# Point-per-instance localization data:
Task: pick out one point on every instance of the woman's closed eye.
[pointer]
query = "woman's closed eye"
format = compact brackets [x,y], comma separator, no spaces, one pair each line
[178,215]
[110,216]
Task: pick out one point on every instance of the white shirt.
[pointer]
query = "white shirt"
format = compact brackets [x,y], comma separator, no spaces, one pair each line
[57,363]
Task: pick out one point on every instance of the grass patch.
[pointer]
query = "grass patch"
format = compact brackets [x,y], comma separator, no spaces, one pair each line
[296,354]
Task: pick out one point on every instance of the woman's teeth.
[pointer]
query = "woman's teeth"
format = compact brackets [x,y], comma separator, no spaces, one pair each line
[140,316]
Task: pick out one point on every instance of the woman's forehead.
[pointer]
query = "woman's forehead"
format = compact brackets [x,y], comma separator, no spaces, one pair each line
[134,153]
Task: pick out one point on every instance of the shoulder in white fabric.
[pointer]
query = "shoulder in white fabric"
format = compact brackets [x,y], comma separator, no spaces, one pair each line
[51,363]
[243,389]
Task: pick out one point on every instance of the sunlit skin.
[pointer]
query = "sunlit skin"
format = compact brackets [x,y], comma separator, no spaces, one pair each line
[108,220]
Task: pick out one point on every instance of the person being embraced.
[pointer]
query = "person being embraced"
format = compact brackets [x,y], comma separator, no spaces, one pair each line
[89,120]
==
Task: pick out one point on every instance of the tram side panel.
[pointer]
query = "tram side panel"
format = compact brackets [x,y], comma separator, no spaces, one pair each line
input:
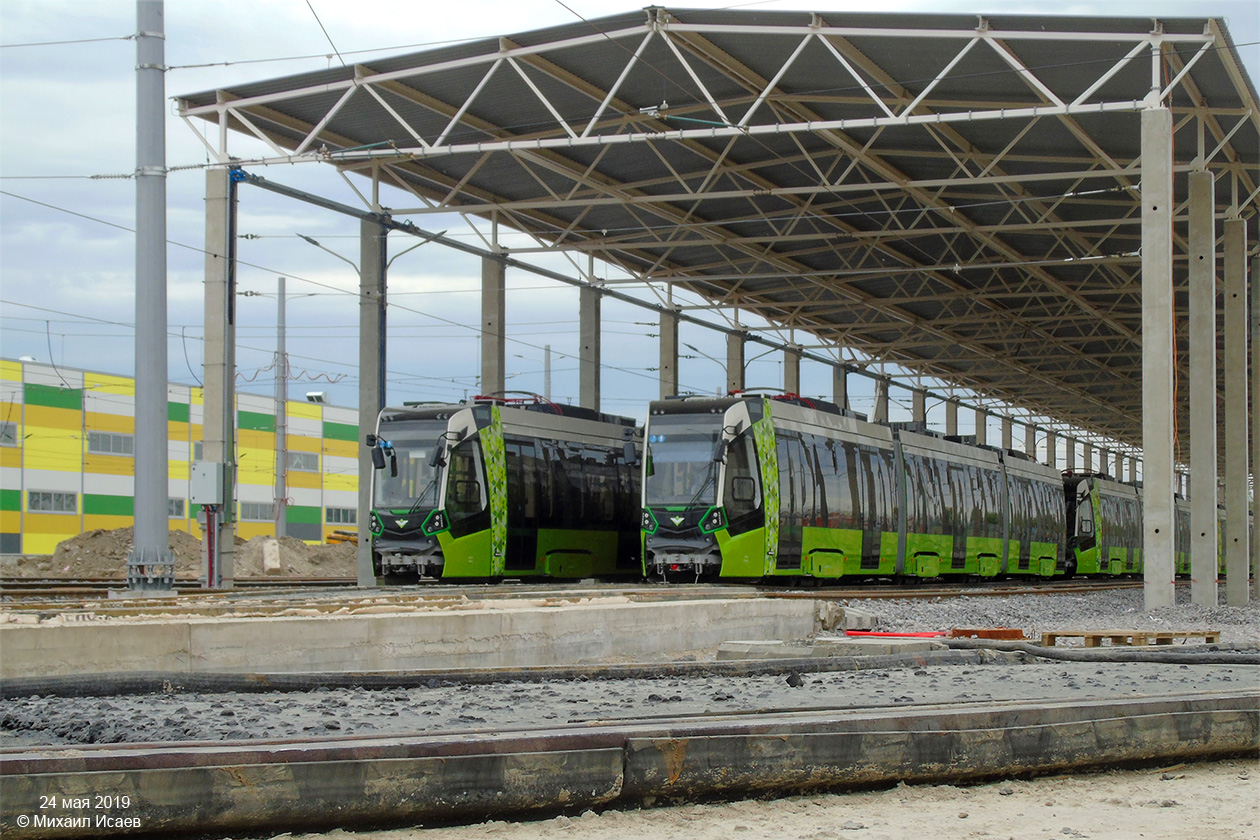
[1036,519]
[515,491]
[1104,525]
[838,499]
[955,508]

# WHAT THE TASK ASKS:
Your answer should be each line of the data that contains the word "fabric", copied as it stands.

# EXPECTED ANSWER:
Task: pick out one point on every instance of the shoulder in white fabric.
query = "shoulder in white fabric"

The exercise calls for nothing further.